──────── Given entries
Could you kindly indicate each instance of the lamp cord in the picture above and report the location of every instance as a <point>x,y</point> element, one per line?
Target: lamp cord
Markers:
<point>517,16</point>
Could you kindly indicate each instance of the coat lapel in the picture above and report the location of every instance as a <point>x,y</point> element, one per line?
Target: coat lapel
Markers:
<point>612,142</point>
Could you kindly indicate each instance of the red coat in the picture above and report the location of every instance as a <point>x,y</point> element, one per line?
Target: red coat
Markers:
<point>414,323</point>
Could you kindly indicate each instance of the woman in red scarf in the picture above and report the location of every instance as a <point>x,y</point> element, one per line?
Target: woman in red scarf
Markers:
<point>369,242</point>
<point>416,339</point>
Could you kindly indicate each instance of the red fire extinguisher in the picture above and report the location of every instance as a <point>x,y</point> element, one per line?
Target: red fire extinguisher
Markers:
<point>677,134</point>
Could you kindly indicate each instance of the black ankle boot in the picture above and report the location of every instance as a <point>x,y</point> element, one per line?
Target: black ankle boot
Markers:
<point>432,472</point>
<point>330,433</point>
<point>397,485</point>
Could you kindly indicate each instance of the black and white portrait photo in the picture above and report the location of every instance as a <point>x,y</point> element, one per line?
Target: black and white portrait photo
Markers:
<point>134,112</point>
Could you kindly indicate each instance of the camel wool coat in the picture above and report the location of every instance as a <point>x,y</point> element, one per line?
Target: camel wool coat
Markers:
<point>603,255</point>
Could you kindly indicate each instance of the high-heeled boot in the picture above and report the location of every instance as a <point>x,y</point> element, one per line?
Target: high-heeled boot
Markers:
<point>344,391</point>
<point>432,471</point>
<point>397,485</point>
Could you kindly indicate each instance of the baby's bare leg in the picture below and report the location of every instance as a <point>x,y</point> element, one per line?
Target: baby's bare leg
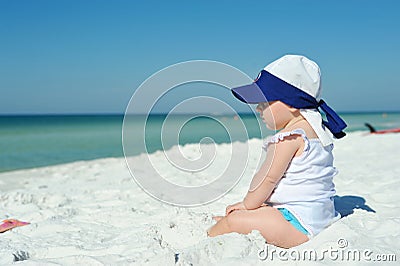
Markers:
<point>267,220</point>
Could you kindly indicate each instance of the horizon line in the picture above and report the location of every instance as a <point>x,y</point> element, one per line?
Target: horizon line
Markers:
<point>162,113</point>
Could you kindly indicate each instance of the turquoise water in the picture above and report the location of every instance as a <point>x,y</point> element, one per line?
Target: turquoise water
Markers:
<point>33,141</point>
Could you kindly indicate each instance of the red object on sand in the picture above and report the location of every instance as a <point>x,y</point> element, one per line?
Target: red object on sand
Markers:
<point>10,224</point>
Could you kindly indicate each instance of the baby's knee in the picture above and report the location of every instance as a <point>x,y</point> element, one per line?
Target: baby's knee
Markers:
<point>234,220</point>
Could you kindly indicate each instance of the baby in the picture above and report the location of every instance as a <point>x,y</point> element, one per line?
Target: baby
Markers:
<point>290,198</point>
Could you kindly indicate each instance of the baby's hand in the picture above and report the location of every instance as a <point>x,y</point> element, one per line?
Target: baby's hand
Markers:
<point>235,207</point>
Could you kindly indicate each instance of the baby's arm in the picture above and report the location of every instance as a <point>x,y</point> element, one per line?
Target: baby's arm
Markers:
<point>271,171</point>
────────────────
──────── Given entries
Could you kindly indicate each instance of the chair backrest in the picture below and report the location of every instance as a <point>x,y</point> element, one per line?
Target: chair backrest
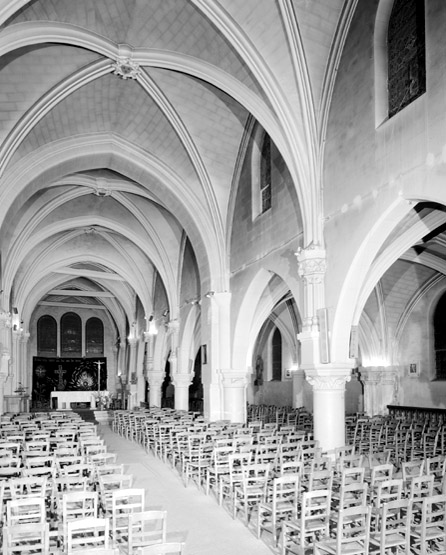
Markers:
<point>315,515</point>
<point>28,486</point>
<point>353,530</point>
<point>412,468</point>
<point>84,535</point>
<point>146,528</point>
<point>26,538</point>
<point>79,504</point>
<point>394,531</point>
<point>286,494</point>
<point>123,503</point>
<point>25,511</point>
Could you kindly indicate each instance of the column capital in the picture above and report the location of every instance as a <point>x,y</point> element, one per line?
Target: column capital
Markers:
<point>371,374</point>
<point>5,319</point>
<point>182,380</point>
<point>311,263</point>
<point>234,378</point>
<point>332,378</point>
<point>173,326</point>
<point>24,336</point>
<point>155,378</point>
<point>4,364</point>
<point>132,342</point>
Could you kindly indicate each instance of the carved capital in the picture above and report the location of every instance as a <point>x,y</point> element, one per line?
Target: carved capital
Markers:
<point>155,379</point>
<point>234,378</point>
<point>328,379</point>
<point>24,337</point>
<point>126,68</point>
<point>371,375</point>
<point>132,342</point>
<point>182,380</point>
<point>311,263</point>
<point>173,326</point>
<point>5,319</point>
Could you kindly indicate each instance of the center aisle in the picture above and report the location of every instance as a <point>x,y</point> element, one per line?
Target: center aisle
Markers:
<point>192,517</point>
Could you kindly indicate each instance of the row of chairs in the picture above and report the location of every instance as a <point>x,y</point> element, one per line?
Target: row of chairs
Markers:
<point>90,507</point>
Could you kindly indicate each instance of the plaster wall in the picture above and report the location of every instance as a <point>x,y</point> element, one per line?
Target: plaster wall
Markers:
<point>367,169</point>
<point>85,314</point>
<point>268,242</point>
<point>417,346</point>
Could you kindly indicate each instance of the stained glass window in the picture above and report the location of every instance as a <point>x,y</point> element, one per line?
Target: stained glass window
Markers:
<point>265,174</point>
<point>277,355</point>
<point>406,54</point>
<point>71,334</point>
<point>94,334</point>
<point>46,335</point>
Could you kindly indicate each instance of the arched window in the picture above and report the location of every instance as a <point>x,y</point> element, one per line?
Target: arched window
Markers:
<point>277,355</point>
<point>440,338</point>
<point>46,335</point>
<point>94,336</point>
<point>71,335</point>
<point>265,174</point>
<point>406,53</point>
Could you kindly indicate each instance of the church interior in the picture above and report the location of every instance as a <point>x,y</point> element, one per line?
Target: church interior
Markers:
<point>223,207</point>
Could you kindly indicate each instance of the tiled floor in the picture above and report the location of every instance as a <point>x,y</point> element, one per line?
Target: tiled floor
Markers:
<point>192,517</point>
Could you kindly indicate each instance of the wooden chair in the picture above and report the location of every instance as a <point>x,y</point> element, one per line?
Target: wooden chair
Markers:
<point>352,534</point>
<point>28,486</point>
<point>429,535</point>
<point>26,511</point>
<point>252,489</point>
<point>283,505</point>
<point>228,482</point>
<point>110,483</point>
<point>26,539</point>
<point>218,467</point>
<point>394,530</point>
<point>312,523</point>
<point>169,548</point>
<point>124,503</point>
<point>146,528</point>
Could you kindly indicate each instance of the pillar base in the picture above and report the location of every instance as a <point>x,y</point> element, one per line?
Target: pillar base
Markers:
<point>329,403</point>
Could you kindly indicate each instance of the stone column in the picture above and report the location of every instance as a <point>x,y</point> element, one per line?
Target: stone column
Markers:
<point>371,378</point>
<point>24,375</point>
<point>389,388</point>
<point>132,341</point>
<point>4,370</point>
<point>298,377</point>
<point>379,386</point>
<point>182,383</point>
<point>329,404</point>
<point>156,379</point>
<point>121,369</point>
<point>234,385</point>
────────────────
Assignment
Each line above that contains the word "object" should be copied.

Expected output
Could you kindly indicate each instance of the red object on sand in the picture above and report the location of every instance as a <point>x,y</point> element, one per line?
Target: red object on sand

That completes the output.